→ Exercise requirements
Omit the images. Restate all of the records word for word.

* * *

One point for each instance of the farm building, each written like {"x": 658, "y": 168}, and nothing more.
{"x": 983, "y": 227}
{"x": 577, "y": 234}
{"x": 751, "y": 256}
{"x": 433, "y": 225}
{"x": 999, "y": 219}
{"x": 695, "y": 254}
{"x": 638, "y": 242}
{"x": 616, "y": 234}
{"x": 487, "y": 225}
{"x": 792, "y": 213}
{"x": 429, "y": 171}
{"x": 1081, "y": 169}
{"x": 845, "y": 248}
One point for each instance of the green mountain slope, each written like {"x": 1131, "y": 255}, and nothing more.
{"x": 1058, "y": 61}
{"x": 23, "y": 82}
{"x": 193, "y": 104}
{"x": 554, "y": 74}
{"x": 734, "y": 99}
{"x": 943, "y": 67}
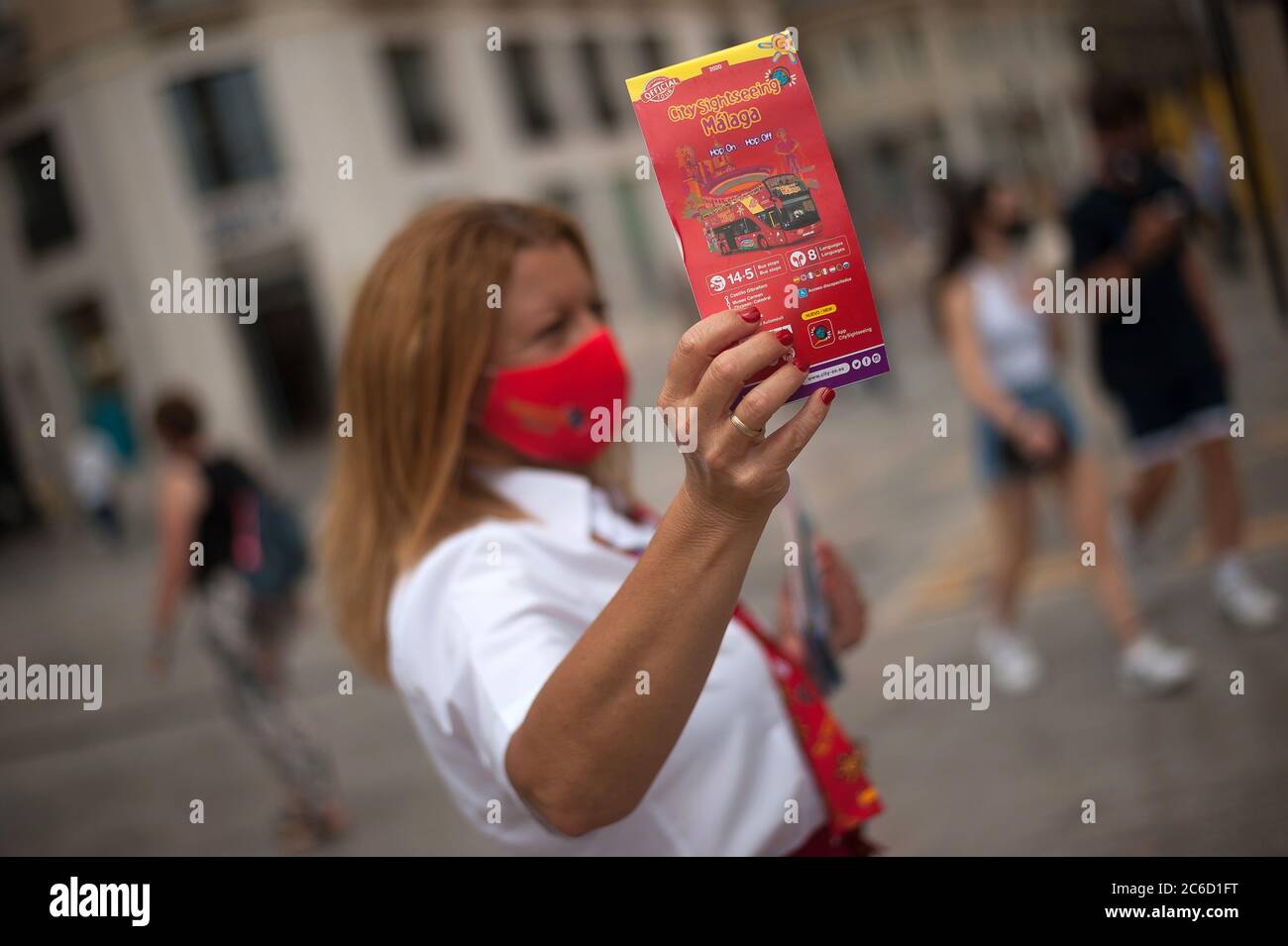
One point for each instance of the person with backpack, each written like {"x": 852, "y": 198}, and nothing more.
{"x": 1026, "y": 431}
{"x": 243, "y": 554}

* * *

→ Response
One point for each instance of the farm building, each written like {"x": 658, "y": 168}, and nothing more.
{"x": 983, "y": 227}
{"x": 577, "y": 234}
{"x": 751, "y": 256}
{"x": 433, "y": 225}
{"x": 999, "y": 219}
{"x": 695, "y": 254}
{"x": 638, "y": 242}
{"x": 616, "y": 234}
{"x": 487, "y": 225}
{"x": 792, "y": 213}
{"x": 429, "y": 171}
{"x": 1081, "y": 169}
{"x": 845, "y": 248}
One point for each instance of the green mountain slope, each written like {"x": 1131, "y": 255}, and nothing more.
{"x": 1058, "y": 61}
{"x": 23, "y": 82}
{"x": 193, "y": 104}
{"x": 554, "y": 74}
{"x": 734, "y": 99}
{"x": 943, "y": 67}
One point for each instance of the person with backpack, each written like {"x": 852, "y": 198}, and nothing more.
{"x": 1026, "y": 431}
{"x": 243, "y": 554}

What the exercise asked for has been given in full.